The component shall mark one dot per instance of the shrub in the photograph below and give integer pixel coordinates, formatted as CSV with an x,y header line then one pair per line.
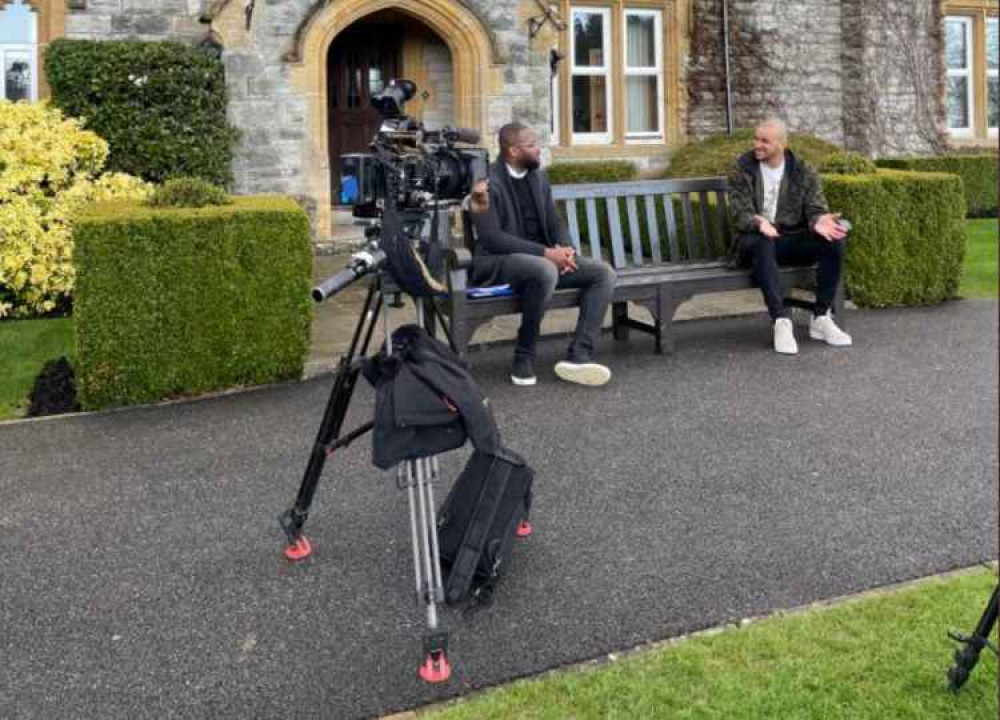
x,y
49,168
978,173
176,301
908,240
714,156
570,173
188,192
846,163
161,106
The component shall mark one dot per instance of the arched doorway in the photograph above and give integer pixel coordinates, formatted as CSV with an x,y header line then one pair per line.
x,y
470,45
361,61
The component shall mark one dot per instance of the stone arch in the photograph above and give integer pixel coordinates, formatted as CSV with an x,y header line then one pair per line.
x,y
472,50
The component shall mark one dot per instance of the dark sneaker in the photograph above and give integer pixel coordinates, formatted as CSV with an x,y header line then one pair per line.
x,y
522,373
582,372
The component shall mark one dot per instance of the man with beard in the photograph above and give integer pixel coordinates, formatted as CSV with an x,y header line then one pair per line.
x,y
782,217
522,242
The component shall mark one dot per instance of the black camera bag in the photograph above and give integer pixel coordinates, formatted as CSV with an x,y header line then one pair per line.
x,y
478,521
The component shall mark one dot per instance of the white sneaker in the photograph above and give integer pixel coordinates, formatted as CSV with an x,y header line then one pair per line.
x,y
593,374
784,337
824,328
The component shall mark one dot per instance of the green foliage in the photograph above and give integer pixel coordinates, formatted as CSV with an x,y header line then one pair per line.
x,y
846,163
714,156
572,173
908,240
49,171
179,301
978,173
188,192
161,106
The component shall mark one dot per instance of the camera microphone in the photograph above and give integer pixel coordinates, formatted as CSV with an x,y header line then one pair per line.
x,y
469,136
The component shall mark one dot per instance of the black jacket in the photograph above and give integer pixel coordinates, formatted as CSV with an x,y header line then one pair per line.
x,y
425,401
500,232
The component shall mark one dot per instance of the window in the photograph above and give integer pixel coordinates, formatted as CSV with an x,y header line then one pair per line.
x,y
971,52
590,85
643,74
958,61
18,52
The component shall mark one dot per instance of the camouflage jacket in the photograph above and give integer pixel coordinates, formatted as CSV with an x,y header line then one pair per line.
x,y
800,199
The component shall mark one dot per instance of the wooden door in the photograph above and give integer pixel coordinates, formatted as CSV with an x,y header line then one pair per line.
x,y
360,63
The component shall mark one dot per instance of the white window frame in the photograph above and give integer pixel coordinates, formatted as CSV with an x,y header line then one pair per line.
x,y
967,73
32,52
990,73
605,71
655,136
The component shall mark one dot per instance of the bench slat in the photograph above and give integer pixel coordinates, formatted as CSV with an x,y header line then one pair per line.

________________

→ **WHAT TO DO**
Copy the material from the line containing "the white window" through the end, swapping "photograph" for "image" and leaving all else unchanged. Give only those lines.

→ **RESULT OF THE TASK**
The component shall mark one dot per instance of the white window frame in the image above and give integer pixel coordinates, formatted as CSV with an x,y header line then one pair per line.
x,y
967,73
32,52
990,73
605,71
655,136
The component shall mark one dot per instance of the bench slat in the image above and give integer pixel coordinates, formatted as CSV with an x,y header line then one pair per line.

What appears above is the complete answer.